**Stated goal**
In the blog excerpt below, what dish has the writer been eating almost every other day while home alone?

**Source excerpt**
------------------------------------------------

You, even though you are a close family member, and the said nieces and cousins love you, and you love them, you cannot teach manners or you cannot say no to them.

You cannot tell them that while there is nothing wrong with wearing makeup, anything that may attract unwanted attention from the opposite sex should be done when you are old enough to handle things. And understand the difference between good and bad attention.  I'm not saying rapes happen because of the way women dress.  Or that you must dress modestly to stop getting male attention. (seriously, what does dressing modestly mean?)  But all I'm saying is that a 12-13 year olds are not mature enough. And they need to be taught how to handle attention and probably be taught that they need to focus their energies on studying.

And once I was privy to a conversation between my 13 year old cousins, where cousin 1 was telling cousin 2 about her friend who "smooched" her boyfriend.  Her mother was also overhearing it.  My aunt said, "I don't think she would've smooched, who would smooch her?"  Wow.  Oh, yes, the same aunt who thinks her daughter is perfect.  I was taken aback and I have replayed the conversation in my head over and over trying to accept that she might not really mean it.  But no. She meant it.

I'm not sure I should forward them this link on Stuebenville high school.  Because really, perfect girls are safe from anything criminal that could happen around them.

Are parents these days really that delusional?

Friday, October 18, 2013

Why I don't have friends.

I've been introspecting.  It is the kind of thing you do when you're alone at home, with your parents vacationing and you've to cook your own meals.  Nothing wrong about cooking own meals. I enjoy cooking.  But I don't like cooking just for myself. It is too much effort for one person.  So been having khichdi almost alternate days for meals because it is yummeh, it is easy and doesn't take a lot of effort.

And when you are alone at home, where every time you hear leaves rustle, you expect a psychotic killer waiting to kill you (yes, i love crime drama and i cannot lie) or you invariably check behind the shower curtain hoping and thanking god that there was no one standing there with a knife ready to kill you. (at this point, I already have escape routes planned and also my cry for help line ready when I lock myself into a cupboard waiting for the brilliant Ahmedabad Police to arrive to rescue me. LOLJK, I expect the FBI to save me)

Anyway, so I've been wondering why I don't have friends.

Other than the fact that most have moved out of the city.

------------------------------------------------

**Supplied material**
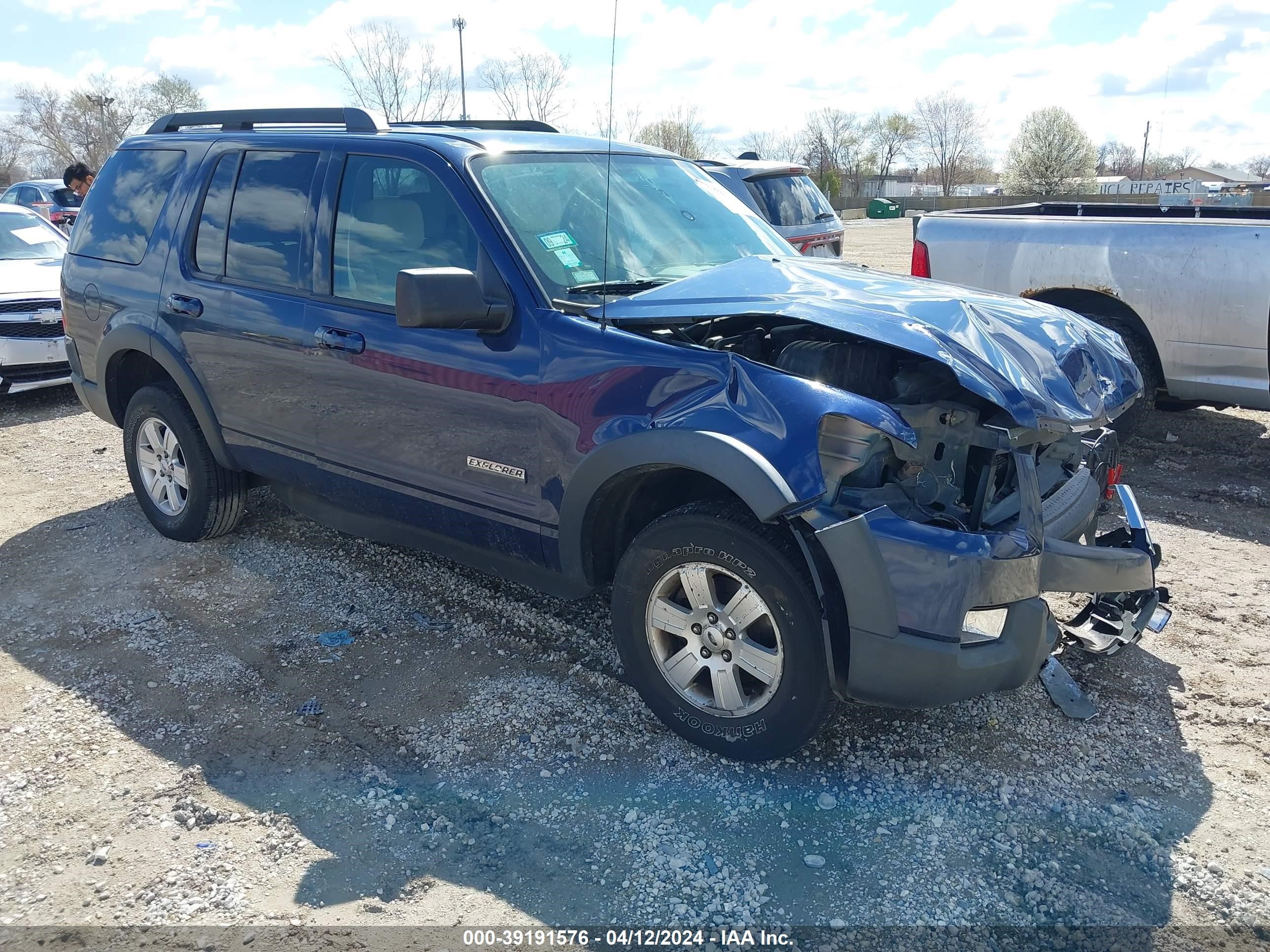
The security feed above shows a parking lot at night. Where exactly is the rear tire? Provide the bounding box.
[123,383,247,542]
[612,503,833,760]
[1085,313,1164,443]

------------------------------------------------

**Reply to the task**
Khichdi.